▶ **Exercise aim**: Below are some entries; can you quote all of them exactly?

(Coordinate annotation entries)
◇ ◇ ◇ ◇
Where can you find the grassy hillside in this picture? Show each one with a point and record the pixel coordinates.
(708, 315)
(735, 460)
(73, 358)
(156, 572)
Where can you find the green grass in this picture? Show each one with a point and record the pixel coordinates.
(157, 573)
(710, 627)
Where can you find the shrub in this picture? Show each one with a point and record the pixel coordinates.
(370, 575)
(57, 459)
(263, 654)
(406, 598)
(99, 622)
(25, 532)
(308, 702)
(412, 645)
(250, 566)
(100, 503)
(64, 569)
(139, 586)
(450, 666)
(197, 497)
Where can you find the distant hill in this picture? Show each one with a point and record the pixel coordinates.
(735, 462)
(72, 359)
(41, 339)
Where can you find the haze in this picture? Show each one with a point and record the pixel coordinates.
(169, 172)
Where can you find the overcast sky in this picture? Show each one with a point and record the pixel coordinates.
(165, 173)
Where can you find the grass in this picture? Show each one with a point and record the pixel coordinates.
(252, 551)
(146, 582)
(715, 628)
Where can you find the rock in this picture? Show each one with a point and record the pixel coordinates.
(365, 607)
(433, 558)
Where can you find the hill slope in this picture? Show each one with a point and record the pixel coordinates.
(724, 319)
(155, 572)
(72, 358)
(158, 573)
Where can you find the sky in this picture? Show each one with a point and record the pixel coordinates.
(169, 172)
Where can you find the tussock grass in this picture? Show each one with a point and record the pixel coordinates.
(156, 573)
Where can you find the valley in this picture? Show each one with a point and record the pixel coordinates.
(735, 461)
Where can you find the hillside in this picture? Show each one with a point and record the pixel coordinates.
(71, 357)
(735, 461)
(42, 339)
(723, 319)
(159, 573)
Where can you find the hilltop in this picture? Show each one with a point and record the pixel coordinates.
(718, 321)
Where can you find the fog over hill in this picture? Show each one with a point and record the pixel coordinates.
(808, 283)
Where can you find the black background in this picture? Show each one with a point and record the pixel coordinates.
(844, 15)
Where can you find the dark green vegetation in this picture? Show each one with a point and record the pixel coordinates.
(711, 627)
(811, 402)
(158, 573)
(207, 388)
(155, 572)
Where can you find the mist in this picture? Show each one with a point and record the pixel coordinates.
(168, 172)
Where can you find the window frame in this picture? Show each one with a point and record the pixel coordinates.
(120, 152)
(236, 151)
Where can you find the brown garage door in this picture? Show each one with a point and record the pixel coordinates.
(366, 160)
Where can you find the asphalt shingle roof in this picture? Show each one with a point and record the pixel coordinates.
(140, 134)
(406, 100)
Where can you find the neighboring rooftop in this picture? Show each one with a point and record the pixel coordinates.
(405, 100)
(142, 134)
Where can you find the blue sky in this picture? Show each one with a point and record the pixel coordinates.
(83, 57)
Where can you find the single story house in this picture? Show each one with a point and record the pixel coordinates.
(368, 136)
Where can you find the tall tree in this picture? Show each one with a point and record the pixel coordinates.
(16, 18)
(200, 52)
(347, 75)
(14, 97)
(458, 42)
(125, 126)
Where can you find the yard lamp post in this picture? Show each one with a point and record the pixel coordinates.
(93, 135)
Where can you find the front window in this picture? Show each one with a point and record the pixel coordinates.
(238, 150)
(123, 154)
◇ ◇ ◇ ◇
▶ **Response**:
Where can you find the grassy hillside in this picture? Show each one with a point and record the pixel coordinates.
(708, 315)
(735, 460)
(73, 358)
(156, 572)
Where can you find the green grass in this picture? Show each one with a point and record the pixel coordinates.
(157, 573)
(710, 627)
Where can you find the shrub in this picture? Show each one with a point and record the pixel coordinates.
(370, 575)
(57, 459)
(263, 654)
(406, 598)
(99, 622)
(25, 532)
(308, 702)
(412, 645)
(250, 566)
(100, 503)
(64, 569)
(139, 586)
(450, 666)
(197, 497)
Where can you find the distant hill in this picture? Show each one with a point and record the pixel coordinates.
(735, 462)
(72, 359)
(41, 339)
Where can you find the haze in this picture? Show each one with a point and record the pixel coordinates.
(169, 172)
Where can you find the overcast sky in this picture? Show each one with a point and record the pixel coordinates.
(165, 173)
Where can you find the grass in this picture? Show each one with a point and record the pixel coordinates.
(252, 551)
(146, 582)
(715, 628)
Where can you find the rock in this picture? Show each one with a point and record the pixel coordinates.
(365, 607)
(433, 558)
Where can you find the hill slope in this picture? Show each one with a point and record the pixel coordinates.
(724, 319)
(155, 572)
(72, 358)
(158, 573)
Where can you find the sky in this picture? Show each one with a point and record the pixel coordinates.
(169, 172)
Where can you find the tussock grass in this picture? Show each one with a point and record the pixel coordinates.
(156, 573)
Where can you find the valley in this picture? Show each one with a point and record the pixel coordinates.
(735, 461)
Where can you find the hillside in this picture? Show each one with a point and record the pixel coordinates.
(71, 357)
(735, 461)
(42, 339)
(723, 319)
(159, 573)
Where can you find the hilltop in this picture? Show each one with a point and record the pixel coordinates.
(718, 321)
Where can you find the fog over hill in this picture? Show each one with a point and record the pixel coordinates.
(808, 283)
Where can you find the black background in this picture? Show each one with a point and record the pixel coordinates.
(844, 15)
Where can you find the dark green vegetation in this picture? Show each one with a point and record the pixel coordinates.
(711, 627)
(811, 402)
(158, 573)
(207, 388)
(155, 572)
Where can you find the mist in this picture? Show each one with a point and record the pixel coordinates.
(168, 172)
Where can you find the window frame in this picture? Show each one with a point and record the pixel coordinates.
(120, 152)
(236, 151)
Where can you find the brown garage door in this picture? Show each one with a point and record the pixel coordinates.
(366, 160)
Where can you find the asphalt shingle roof in this picture? Show each one with a point and record the pixel coordinates.
(140, 134)
(406, 100)
Where can you find the neighboring rooftop in this picture? Show each one with a point and record the pixel coordinates.
(405, 100)
(142, 134)
Where can you find the blue sky in this picture? Show each one with a point and record the pixel coordinates.
(83, 57)
Where can you find the single story house in this picture? Show each one with a point and record the pixel coordinates.
(368, 136)
Where can you find the tall tree in this picture? Show each one with a point and record the pixel coordinates.
(16, 18)
(200, 52)
(347, 75)
(14, 97)
(458, 42)
(125, 126)
Where can you find the yard lamp post in this picture? Show each one with a point and record the pixel coordinates.
(93, 135)
Where can you find the front window in this picture? Show each one with a point and record the pixel coordinates.
(238, 150)
(123, 154)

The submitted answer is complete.